■ **SET PROBLEM 1**: Summarize the forum thread on trading OZL in two sentences.
■ **SET PROBLEM 2**: List every distinct dollar amount mentioned in the forum thread on trading OZL.
■ **SET PROBLEM 3**: From the forum thread on trading OZL, copy the passage that begins at the words "I do have an" and stop after the words "am getting there.".

■ **TEXT EXCERPT**:
○ ○ ○ ○ ○ ○ ○

I agree that averaging down is not a good strategy - I did mention in a later post that averaging down wasn't my goal. My main goal is to channel trade a parcel for a 4-5% gain.



> So you spend $160 per month on brokerage to 'save' $85. You don't see a problem here do you??




Putting like that, it looks like a problem, the reality is that each sell trade covers round trip brokerage with a small profit. Also OZL is only 8% of my portfolio - and I don't channel trade the others and have definite stop losses.

In most months I don't need to trade OZL to cover the 8 trades needed for free access - but losing $85 when I don't need to is something I aim at.


"Uncle Point" - that is where my inexperience would be tested.


----------



## Julia (22 February 2010)

Roland, you must have a lot of time on your hands, to apply so much energy for such a small profit.

Or else you have developed an unhealthy obsession/attraction to OZL.

Plenty of other much more profitable ways to spend your time imo.

I'd say that if you really had confidence in what you've been doing, you wouldn't have been putting it up for scrutiny.


----------



## roland (22 February 2010)

Julia said:


> Roland, you must have a lot of time on your hands, to apply so much energy for such a small profit.
> 
> Or else you have developed an unhealthy obsession/attraction to OZL.
> 
> ...






The small profit with OZL is not the intention. I want a big profit, but I feel comfortable chipping away at it.

I do have an unhealthy obsession with OZL - it's stupid, but they owe me some dollars!!!!



> I'd say that if you really had confidence in what you've been doing, you wouldn't have been putting it up for scrutiny.




aha, it's up for scrutiny because in essence I know it's wrong, but I need to learn to know why.

It's up for scrutiny because I know a lot of others do the same thing and I feel it's a good thing to discuss as to why it's the wrong thing to do.

The profit margin is (temporarily) so low because I am using the profits to sell higher cost parcels. My original average was $1.92, now it's $1.19 - so I am getting there.

Thank you for your comments


----------



## Trembling Hand (22 February 2010)

roland said:


> Putting like that, it looks like a problem, the reality is that each sell trade covers round trip brokerage with a small profit. Also OZL is only 8% of my portfolio - and I don't channel trade the others and have definite stop losses.

○ ○ ○ ○ ○ ○ ○

■ **DATA**:

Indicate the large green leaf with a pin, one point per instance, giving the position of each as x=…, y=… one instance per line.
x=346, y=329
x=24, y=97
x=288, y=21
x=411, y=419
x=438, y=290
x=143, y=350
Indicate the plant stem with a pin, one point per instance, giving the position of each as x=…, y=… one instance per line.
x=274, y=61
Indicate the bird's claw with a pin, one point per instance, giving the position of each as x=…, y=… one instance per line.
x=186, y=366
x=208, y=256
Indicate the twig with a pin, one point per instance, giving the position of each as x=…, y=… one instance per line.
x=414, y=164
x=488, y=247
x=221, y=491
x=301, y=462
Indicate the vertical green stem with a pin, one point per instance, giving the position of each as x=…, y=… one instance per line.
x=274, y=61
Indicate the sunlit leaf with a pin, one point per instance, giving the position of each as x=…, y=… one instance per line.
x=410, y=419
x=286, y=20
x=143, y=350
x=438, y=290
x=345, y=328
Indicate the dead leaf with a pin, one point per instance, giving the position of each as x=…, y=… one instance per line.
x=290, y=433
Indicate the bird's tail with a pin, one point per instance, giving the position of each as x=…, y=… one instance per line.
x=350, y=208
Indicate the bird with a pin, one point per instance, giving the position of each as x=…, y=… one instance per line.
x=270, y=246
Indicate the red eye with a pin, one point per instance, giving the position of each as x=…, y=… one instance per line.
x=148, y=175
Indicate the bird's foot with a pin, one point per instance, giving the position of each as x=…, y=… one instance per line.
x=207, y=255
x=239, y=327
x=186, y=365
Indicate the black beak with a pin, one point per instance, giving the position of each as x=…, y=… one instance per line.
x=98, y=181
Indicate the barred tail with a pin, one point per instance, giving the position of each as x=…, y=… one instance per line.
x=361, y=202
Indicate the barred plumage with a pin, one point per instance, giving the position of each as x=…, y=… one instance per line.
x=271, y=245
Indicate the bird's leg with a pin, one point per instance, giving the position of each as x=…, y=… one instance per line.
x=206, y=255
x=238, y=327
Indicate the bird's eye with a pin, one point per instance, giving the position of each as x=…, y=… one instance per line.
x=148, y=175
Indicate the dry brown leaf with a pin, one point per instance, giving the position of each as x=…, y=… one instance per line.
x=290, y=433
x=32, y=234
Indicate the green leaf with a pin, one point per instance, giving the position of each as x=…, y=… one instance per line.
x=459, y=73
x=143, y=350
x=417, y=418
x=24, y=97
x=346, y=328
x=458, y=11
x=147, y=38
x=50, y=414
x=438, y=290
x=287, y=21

○ ○ ○ ○ ○ ○ ○

■ **REPLY 1**: Roland explains that the goal is to channel trade a parcel of OZL for a 4-5% gain rather than to average down, that each sell trade covers round-trip brokerage with a small profit, and that OZL is only 8% of the portfolio. Julia questions spending so much energy for such a small profit, and Roland replies that the aim is a big profit, that the approach is up for scrutiny in order to learn why it is wrong, and that the average has dropped from $1.92 to $1.19.

■ **REPLY 2**:
$160
$85
$1.92
$1.19

■ **REPLY 3**:
I do have an unhealthy obsession with OZL - it's stupid, but they owe me some dollars!!!!



> I'd say that if you really had confidence in what you've been doing, you wouldn't have been putting it up for scrutiny.




aha, it's up for scrutiny because in essence I know it's wrong, but I need to learn to know why.

It's up for scrutiny because I know a lot of others do the same thing and I feel it's a good thing to discuss as to why it's the wrong thing to do.

The profit margin is (temporarily) so low because I am using the profits to sell higher cost parcels. My original average was $1.92, now it's $1.19 - so I am getting there.